- _CHALLENGE_
Write out each of the following lines word for word.

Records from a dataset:
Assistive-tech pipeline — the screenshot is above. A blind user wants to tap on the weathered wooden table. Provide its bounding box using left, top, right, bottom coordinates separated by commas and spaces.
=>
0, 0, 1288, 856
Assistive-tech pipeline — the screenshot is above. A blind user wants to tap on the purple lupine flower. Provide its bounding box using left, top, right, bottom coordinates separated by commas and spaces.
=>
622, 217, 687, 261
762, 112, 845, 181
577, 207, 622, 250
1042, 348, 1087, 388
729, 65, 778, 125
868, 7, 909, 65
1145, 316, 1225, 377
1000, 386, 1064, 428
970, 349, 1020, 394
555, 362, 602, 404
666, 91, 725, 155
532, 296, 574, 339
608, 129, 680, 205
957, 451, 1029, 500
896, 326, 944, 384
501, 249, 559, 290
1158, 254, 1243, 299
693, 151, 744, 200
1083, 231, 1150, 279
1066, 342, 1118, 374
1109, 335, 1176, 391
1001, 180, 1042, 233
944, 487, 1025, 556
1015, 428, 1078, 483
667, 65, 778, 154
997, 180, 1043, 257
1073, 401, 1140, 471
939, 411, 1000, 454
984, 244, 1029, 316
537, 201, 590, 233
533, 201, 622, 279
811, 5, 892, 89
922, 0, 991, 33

- _FINAL RESULT_
Assistive-tech pipeline — the screenshot is above. A blind user wants to tap on the weathered wooden table. Provide its bounding box using left, top, right, bottom coordinates separated by commas and spaces.
=>
0, 0, 1288, 856
Assistive-tech pipeline — the screenshot is above. A blind user wants to tap on the purple lupine flower. Provide its bounding box using left, top, right, bottom coordinates separated by commas and spaces.
=>
622, 217, 687, 261
762, 112, 845, 181
577, 207, 622, 250
1042, 348, 1087, 388
729, 65, 778, 125
868, 7, 909, 65
1145, 316, 1225, 377
1000, 386, 1064, 428
970, 349, 1020, 394
555, 362, 602, 404
666, 91, 725, 155
532, 296, 574, 339
608, 129, 680, 205
957, 451, 1029, 500
896, 326, 944, 384
501, 249, 559, 290
1158, 254, 1243, 299
693, 151, 744, 200
1083, 231, 1150, 279
1066, 342, 1118, 374
1109, 335, 1176, 391
1001, 180, 1042, 233
944, 487, 1025, 556
1015, 428, 1078, 483
667, 65, 778, 154
997, 180, 1043, 257
1073, 401, 1140, 471
939, 411, 1000, 454
984, 244, 1029, 316
537, 201, 590, 233
533, 201, 622, 279
811, 5, 892, 89
922, 0, 991, 33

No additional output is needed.